- The input:
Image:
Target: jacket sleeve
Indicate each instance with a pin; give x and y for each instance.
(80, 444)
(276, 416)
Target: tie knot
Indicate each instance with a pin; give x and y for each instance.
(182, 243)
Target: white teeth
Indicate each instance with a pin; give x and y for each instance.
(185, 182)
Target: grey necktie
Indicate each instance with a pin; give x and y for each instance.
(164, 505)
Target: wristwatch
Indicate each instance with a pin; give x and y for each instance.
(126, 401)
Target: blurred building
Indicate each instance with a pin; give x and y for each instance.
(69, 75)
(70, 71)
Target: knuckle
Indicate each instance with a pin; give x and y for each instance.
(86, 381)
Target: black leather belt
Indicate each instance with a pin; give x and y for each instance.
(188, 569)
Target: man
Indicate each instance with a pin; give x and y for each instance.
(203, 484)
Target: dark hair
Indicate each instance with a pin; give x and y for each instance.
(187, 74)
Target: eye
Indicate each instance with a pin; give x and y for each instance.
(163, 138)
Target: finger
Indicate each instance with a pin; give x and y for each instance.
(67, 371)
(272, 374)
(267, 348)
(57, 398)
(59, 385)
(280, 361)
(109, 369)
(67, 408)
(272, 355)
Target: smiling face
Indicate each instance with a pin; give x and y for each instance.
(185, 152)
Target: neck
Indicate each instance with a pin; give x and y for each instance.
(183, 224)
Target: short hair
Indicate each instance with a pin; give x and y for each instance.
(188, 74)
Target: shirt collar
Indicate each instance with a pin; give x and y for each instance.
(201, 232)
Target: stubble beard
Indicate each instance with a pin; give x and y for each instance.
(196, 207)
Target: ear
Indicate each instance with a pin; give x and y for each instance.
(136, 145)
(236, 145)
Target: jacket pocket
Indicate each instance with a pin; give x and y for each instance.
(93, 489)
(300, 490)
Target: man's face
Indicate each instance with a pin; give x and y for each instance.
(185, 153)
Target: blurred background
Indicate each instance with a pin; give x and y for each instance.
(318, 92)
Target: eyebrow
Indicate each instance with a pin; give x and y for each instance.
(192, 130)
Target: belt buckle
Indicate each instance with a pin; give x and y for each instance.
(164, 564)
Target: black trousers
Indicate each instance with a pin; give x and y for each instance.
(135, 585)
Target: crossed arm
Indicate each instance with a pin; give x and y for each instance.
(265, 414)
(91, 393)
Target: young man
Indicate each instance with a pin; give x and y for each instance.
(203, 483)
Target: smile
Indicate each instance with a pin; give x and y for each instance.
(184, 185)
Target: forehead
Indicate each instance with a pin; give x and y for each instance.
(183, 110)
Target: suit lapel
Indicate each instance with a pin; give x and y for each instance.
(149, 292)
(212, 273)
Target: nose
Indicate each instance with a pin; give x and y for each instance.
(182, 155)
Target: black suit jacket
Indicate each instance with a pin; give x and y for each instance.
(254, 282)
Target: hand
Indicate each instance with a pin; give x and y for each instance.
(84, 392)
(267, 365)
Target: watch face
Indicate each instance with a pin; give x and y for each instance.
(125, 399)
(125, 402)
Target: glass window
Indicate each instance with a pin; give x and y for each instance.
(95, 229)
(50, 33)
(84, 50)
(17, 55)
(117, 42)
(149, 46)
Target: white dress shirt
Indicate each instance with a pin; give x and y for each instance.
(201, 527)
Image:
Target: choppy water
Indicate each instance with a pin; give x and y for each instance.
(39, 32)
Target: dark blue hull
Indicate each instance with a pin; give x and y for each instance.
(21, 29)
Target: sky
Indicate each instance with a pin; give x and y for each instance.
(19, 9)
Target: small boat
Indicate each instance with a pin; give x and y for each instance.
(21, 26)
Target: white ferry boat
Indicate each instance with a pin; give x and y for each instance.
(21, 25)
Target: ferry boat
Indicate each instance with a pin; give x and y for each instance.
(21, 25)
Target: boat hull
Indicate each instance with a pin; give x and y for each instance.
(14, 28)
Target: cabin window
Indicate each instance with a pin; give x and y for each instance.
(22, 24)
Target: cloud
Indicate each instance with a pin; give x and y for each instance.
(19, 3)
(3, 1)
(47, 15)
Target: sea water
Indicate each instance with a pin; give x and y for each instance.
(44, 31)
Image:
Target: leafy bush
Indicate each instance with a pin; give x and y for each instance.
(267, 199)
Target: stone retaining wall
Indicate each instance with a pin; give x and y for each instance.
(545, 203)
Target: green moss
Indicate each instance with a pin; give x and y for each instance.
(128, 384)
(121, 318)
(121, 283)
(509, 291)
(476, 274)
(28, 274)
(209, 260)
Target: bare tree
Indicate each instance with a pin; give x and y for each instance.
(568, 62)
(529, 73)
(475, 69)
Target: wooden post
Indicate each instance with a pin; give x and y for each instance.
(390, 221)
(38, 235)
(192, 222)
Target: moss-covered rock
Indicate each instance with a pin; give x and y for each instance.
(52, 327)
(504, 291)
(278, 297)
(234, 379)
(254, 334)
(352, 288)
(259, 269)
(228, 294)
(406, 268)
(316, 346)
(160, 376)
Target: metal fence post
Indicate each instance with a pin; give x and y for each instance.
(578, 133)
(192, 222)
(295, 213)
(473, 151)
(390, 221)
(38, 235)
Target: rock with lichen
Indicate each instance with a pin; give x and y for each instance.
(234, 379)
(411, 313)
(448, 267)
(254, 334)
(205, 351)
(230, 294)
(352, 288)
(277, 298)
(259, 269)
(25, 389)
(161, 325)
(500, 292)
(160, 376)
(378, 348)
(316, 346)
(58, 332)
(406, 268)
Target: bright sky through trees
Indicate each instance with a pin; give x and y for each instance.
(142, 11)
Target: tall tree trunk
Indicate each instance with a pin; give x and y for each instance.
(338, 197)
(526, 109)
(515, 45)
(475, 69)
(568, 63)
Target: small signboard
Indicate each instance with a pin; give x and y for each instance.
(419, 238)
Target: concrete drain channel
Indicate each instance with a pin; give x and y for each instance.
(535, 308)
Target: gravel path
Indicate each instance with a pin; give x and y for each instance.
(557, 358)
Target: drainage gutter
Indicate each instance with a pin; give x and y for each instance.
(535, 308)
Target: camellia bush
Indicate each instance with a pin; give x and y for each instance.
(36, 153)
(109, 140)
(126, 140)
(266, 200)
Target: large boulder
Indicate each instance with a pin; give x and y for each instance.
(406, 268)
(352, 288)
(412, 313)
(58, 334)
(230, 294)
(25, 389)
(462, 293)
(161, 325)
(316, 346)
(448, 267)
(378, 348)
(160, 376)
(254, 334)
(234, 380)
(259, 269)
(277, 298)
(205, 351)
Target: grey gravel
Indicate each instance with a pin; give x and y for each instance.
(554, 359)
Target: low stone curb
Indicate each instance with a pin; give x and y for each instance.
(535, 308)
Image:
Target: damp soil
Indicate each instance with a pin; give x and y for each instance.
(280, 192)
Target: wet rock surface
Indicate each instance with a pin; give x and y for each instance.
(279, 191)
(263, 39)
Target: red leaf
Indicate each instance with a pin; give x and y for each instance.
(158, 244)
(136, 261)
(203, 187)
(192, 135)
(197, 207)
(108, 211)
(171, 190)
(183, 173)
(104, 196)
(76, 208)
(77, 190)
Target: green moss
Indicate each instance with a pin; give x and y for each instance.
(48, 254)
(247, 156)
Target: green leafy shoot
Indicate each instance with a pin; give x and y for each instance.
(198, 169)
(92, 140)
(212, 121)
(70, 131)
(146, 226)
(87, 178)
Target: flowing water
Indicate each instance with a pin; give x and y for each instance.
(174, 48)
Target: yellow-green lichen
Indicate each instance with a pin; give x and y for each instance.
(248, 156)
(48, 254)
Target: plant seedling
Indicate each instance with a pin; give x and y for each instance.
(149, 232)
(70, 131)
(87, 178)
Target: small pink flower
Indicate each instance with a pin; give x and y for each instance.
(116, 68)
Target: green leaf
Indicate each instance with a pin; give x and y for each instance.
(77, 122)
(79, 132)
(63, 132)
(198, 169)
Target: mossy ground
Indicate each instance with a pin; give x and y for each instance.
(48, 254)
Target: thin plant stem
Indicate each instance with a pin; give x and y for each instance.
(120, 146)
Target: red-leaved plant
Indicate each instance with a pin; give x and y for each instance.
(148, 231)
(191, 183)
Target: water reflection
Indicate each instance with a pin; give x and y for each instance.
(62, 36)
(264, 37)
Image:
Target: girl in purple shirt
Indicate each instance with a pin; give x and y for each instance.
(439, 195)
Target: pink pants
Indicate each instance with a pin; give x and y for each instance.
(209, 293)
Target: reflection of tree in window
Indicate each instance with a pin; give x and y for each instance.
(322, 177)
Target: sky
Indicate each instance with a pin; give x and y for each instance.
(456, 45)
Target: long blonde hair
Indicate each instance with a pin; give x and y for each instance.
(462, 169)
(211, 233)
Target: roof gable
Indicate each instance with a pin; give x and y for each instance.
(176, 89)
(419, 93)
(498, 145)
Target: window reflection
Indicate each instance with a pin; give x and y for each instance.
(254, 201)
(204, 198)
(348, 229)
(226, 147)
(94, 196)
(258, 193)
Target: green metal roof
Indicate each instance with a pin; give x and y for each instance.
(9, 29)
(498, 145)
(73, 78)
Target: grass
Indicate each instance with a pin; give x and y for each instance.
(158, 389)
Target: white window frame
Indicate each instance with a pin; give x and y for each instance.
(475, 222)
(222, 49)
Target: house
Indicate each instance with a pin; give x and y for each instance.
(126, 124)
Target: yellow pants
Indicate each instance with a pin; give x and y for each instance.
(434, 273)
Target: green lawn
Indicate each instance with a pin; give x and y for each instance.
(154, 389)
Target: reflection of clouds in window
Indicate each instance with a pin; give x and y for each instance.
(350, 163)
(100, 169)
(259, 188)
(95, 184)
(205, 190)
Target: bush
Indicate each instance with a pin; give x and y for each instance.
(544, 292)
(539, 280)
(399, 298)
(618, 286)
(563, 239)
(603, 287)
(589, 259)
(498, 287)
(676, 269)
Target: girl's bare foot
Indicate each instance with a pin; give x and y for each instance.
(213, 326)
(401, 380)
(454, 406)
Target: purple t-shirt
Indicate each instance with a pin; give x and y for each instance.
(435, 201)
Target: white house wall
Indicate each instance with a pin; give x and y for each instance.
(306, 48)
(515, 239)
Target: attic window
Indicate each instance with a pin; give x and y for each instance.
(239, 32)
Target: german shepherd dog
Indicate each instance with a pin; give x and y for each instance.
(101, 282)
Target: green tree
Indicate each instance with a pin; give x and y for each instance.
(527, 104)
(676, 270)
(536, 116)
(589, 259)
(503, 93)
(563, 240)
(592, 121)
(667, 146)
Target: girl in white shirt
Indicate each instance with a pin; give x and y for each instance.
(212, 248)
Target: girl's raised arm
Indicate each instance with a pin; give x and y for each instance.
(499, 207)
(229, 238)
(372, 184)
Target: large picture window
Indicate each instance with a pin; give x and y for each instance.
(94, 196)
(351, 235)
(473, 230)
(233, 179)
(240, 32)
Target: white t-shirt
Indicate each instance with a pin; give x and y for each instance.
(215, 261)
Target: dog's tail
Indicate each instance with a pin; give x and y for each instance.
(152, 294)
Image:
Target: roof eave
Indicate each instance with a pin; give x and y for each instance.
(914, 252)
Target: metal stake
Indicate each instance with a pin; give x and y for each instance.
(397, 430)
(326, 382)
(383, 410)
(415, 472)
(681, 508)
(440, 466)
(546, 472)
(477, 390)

- Goal:
Repeat, without changes, every line from the one that contains "Target: green tree" through the final line of the data.

- Answer below:
Target: green tree
Indicate each instance with a pin; give x and y for each instance.
(527, 104)
(676, 270)
(536, 116)
(589, 259)
(503, 93)
(563, 240)
(592, 121)
(667, 146)
Target: girl in white shirt
Indicate each instance with a pin; give x and y for each instance.
(212, 248)
Target: girl's raised arm
Indicate each instance with a pin; give x and y for each instance.
(499, 207)
(229, 238)
(372, 184)
Target: large picture window
Indicate each instance with a pin; give x and y for each instance.
(94, 196)
(351, 235)
(473, 230)
(233, 179)
(240, 32)
Target: white t-shirt
Indicate each instance with a pin; give x and y for each instance.
(215, 261)
Target: dog's tail
Indicate each instance with a pin; give x and y for each instance.
(152, 294)
Image:
Target: roof eave
Indicate each instance with a pin; give x and y for each instance.
(914, 252)
Target: metal stake
Indicate each instance with a pin; give x and y for each instance.
(397, 430)
(326, 382)
(383, 410)
(415, 472)
(681, 508)
(440, 466)
(546, 472)
(477, 390)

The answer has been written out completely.